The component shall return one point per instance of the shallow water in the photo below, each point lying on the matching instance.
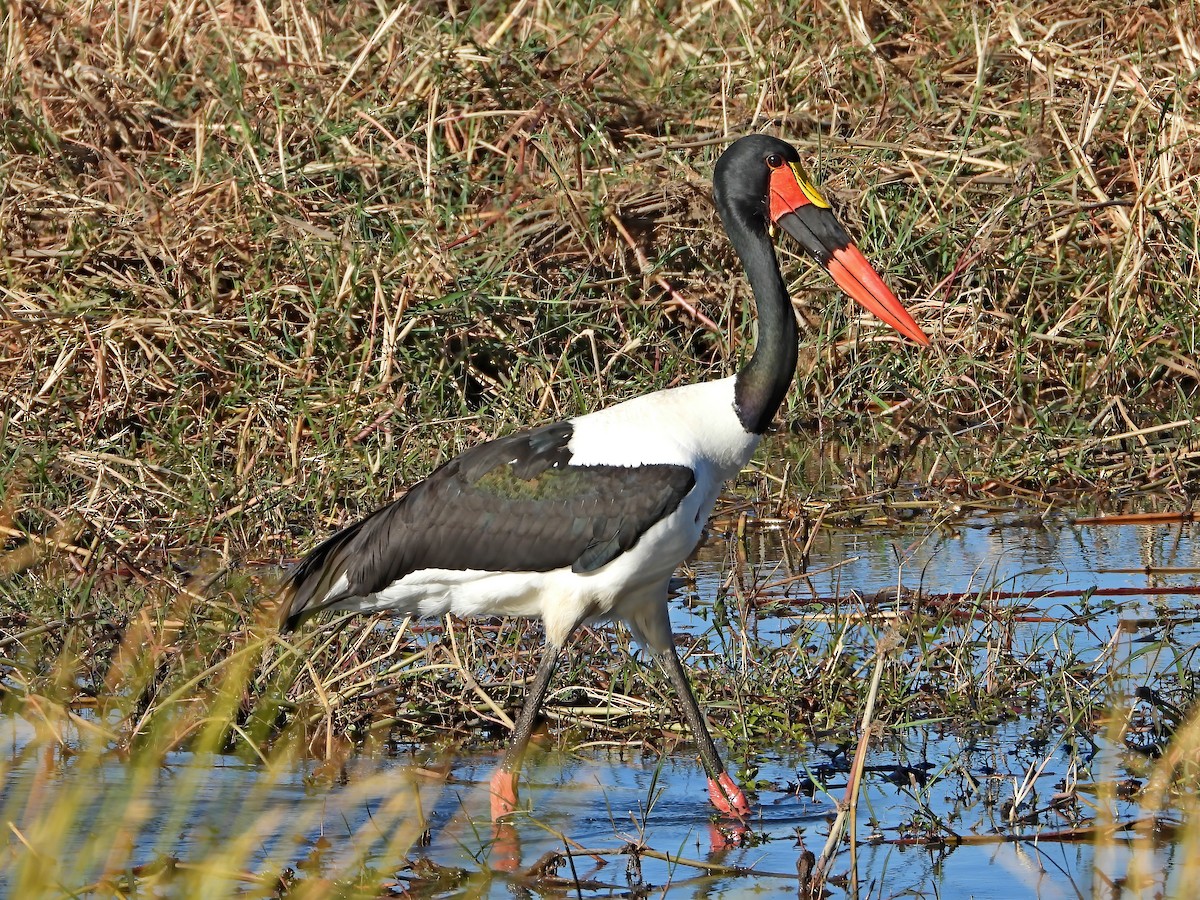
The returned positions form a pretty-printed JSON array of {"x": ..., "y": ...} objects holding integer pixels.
--
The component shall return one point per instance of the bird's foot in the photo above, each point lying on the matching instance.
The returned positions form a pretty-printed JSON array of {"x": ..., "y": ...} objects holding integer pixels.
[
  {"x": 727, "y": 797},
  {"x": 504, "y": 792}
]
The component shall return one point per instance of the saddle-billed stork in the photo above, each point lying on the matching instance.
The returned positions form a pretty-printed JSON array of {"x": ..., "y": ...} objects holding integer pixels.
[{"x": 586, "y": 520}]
---
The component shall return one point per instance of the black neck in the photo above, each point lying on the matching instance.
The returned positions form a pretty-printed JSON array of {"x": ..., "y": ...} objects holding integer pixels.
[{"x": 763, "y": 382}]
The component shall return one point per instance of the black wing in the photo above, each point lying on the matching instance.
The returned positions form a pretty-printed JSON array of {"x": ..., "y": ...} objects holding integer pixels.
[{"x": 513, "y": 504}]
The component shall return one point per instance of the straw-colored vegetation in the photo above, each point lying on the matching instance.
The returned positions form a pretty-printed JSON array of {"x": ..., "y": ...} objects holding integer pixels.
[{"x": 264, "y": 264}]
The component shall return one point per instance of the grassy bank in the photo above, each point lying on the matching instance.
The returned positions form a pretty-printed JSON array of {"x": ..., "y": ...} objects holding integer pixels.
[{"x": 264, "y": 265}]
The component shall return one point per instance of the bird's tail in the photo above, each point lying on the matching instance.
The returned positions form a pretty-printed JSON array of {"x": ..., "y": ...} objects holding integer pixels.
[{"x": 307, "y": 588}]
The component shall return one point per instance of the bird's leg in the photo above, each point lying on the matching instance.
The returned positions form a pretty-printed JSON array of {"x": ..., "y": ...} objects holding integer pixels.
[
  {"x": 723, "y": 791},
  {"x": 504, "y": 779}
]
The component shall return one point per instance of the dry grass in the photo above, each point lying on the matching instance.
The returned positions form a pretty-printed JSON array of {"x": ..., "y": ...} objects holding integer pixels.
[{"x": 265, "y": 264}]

Work to be completed:
The word to find is "each". Copy every line of the records that holds it.

Solution below:
The component shall return one point per instance of the shallow water in the photo below, each point lying on the matching instance.
The component shall return one point per instance of the bird's foot in the photo above, each point lying on the matching instance.
The component shall return one point per instance of the saddle-billed stork in the photo above, each point lying on the matching instance.
The component shall return one point per instance of the black neck in the photo above, each point lying on the matching instance.
The component shall return one point per instance of the black wing in the photo above, each point lying on the matching instance.
The component shall return one point per instance of the straw-colored vegetation in the photo above, each point lying on the matching instance.
The component shall return one point per instance of the grassy bank in the photo above, each point lying on the matching instance.
The component shall return one point per instance of the bird's tail in the photo above, each point lying on the matching instance.
The component shall return one point per instance of the bird's leg in the photo above, each point lying on the matching instance.
The component shall return one point per instance of the dry grass in the photo above, each point lying on the matching instance.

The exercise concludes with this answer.